Set task
Your task is to repeat, word for word, the line containing "of the overcast" and all lines that follow it to the end of the material, and no other lines.

─── Given entries ───

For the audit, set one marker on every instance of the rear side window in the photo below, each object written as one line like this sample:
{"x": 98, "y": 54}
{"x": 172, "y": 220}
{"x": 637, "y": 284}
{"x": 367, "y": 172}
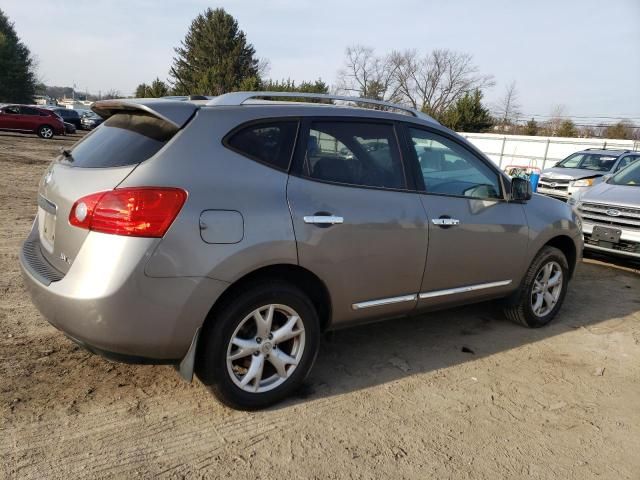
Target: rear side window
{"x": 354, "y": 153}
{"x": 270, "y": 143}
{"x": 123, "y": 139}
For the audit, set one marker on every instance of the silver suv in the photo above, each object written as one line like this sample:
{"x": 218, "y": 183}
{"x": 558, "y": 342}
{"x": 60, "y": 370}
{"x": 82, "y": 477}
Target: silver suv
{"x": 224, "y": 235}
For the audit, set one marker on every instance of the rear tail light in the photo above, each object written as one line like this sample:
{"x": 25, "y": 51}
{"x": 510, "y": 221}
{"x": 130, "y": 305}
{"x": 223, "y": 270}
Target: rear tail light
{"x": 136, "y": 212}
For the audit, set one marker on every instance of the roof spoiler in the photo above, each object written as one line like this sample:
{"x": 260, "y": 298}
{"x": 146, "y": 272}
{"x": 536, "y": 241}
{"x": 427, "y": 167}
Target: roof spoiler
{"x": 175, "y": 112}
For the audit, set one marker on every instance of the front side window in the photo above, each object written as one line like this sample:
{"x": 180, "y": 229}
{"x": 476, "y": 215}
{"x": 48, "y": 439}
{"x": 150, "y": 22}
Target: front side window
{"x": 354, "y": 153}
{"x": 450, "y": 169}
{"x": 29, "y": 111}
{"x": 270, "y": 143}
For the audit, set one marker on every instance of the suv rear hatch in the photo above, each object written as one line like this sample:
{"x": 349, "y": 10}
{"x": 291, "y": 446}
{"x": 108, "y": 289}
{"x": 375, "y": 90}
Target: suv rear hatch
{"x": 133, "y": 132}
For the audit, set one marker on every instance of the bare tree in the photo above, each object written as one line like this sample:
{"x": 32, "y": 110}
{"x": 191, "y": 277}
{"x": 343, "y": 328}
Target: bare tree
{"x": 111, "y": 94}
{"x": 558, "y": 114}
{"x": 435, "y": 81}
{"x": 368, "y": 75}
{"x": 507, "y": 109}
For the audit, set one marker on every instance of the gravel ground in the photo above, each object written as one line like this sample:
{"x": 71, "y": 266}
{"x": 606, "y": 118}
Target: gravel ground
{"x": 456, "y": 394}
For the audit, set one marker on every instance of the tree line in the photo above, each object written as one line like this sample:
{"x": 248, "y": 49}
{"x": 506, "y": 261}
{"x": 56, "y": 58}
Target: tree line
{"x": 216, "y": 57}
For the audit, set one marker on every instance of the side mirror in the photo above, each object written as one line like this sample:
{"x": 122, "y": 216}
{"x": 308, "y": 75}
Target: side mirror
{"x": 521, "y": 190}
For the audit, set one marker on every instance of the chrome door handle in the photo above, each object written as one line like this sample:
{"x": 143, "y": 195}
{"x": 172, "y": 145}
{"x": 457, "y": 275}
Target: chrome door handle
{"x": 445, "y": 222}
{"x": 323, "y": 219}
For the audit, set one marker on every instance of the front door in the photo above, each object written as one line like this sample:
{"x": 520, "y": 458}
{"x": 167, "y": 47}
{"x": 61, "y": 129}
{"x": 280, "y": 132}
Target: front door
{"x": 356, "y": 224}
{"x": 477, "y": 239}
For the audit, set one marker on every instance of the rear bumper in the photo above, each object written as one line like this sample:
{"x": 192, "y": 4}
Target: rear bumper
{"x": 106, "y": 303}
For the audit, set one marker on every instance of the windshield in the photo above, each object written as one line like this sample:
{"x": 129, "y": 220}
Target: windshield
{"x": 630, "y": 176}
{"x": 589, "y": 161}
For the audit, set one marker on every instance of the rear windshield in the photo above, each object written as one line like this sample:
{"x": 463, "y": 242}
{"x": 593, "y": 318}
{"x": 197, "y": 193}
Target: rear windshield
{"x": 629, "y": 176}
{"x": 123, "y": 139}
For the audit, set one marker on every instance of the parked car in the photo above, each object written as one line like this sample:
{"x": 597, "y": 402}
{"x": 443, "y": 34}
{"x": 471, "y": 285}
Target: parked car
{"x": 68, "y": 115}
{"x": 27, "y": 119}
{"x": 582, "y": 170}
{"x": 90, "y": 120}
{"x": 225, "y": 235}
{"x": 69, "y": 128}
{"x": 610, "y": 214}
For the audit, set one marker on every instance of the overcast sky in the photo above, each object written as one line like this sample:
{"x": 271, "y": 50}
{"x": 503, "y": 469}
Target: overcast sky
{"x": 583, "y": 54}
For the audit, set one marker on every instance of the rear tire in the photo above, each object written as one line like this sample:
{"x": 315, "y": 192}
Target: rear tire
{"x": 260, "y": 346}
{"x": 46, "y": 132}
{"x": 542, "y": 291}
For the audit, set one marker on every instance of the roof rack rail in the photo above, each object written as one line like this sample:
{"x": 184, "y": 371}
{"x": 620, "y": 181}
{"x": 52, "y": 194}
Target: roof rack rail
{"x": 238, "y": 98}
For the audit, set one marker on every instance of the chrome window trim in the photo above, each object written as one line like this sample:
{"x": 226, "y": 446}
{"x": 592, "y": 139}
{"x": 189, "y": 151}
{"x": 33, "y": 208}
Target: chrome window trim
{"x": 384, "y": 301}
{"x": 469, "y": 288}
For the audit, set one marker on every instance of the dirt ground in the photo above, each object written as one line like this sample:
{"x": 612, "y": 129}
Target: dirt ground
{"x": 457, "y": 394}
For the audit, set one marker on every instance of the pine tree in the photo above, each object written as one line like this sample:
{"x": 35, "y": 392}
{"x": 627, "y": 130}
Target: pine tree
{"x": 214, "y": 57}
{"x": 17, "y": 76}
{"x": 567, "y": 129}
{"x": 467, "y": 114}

───

The completed task
For the audit, set one marker on every instance of the overcast sky in the photo above, each object written as one line like this sample:
{"x": 271, "y": 50}
{"x": 503, "y": 469}
Target: overcast sky
{"x": 583, "y": 54}
For the audit, set one marker on every instance of the rear tire in the photo above, each object written as one line like this sample:
{"x": 315, "y": 192}
Target: rear tire
{"x": 260, "y": 346}
{"x": 46, "y": 132}
{"x": 542, "y": 291}
For the audit, set one marker on every instance of the roof rack rail in the photo above, each object written as one line like this sample:
{"x": 184, "y": 371}
{"x": 620, "y": 181}
{"x": 52, "y": 194}
Target: roof rack rail
{"x": 238, "y": 98}
For the audit, set one marker on every instance of the chrome window trim in the photo above, each object written as one line like this sample:
{"x": 226, "y": 446}
{"x": 592, "y": 139}
{"x": 189, "y": 151}
{"x": 33, "y": 208}
Target: chrome window trim
{"x": 384, "y": 301}
{"x": 469, "y": 288}
For the audit, set one marker on every instance of the dirt ground in the photo above, each object written as one line like this sample:
{"x": 612, "y": 129}
Target: dirt ground
{"x": 457, "y": 394}
For the audit, set one marker on every instance of the pine tree in the photo above, each object written as one line like this sample:
{"x": 35, "y": 392}
{"x": 627, "y": 130}
Target: pine tree
{"x": 214, "y": 57}
{"x": 17, "y": 76}
{"x": 567, "y": 129}
{"x": 467, "y": 114}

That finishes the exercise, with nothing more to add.